**CHALLENGE**
Copy every one of the items below word for word, line by line, in the same order.

**DATA SUPPLIED**
★ ★ ★ ★ ★
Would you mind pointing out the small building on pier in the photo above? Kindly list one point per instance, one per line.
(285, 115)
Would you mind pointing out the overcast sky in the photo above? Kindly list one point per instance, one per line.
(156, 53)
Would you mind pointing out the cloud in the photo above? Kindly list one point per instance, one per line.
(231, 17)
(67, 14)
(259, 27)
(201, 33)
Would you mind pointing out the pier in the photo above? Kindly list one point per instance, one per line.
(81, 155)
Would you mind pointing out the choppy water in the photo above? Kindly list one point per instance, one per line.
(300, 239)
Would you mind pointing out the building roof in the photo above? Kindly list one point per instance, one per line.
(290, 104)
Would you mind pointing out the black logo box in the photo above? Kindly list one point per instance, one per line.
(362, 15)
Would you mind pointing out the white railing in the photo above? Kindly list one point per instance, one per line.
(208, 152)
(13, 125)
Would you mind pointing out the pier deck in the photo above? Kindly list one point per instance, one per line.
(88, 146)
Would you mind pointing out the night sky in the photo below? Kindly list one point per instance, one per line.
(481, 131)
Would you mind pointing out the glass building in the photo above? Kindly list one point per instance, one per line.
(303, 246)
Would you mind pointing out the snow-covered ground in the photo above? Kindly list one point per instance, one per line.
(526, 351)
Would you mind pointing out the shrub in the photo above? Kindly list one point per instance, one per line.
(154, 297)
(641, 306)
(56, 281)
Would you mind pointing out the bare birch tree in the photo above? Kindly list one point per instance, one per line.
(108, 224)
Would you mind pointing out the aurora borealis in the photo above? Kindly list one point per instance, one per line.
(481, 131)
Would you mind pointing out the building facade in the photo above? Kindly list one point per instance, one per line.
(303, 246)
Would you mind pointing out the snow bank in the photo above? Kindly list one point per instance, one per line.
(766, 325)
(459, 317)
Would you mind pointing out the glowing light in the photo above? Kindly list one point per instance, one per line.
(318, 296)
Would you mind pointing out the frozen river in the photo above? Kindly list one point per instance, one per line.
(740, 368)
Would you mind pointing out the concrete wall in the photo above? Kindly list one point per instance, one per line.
★ ★ ★ ★ ★
**SOLUTION TO THE EXERCISE**
Would you mind pointing out the small building on pier in the photo above? Kindly list one point per instance, one per line.
(285, 115)
Would you mind pointing out the overcast sky in the photo above? Kindly list one point per instance, one per line.
(156, 53)
Would you mind pointing out the cloud in the photo above? Kindly list one point per instance, one per line.
(231, 17)
(67, 14)
(259, 27)
(201, 33)
Would you mind pointing out the pier in the photo above? Kindly list one point per instance, one per line.
(81, 155)
Would you mind pointing out the choppy water in the photo above? Kindly list one point per instance, one per line.
(300, 239)
Would you mind pointing out the building roof in the photo above? Kindly list one point per instance, one per line.
(290, 104)
Would you mind pointing out the black logo box in the photo above? Kindly list one point per instance, one per line.
(362, 15)
Would you mind pointing out the white railing in the photo above? Kindly list one point per instance, one per line.
(208, 152)
(13, 125)
Would you mind pointing out the pier deck in the photo above? Kindly list one point per instance, one per line.
(88, 146)
Would you mind pointing out the night sky in the photo below? Kindly list one point per instance, one per line.
(481, 131)
Would you mind pointing out the glass building in the photo above? Kindly list one point per instance, one per line.
(303, 246)
Would you mind pointing out the snow-covered ground in the photo above? Kindly list one point per instance, one per line.
(526, 351)
Would you mind pointing out the shrub in the photo above? Kindly list one point per instance, one per line.
(154, 297)
(641, 306)
(56, 281)
Would you mind pointing out the bare birch tree in the photo above? Kindly list one point per instance, one per line.
(108, 224)
Would you mind pointing out the aurora borealis in the photo above? Kindly list one point per instance, one per line.
(481, 131)
Would you mind pointing out the building facade in the photo above? Kindly list one point per instance, one per line.
(303, 246)
Would you mind pointing out the snow bank in the photo above? Kindly list one point per instance, one per line.
(766, 325)
(459, 317)
Would you mind pointing out the glowing light in the photo above? Kindly list one point per instance, one per line.
(318, 296)
Would you mind pointing out the frozen river in the photo above? Kindly list one point per instance, one per line.
(740, 368)
Would you mind pointing out the concrete wall in the photo above? Kindly list one point per instance, one per line.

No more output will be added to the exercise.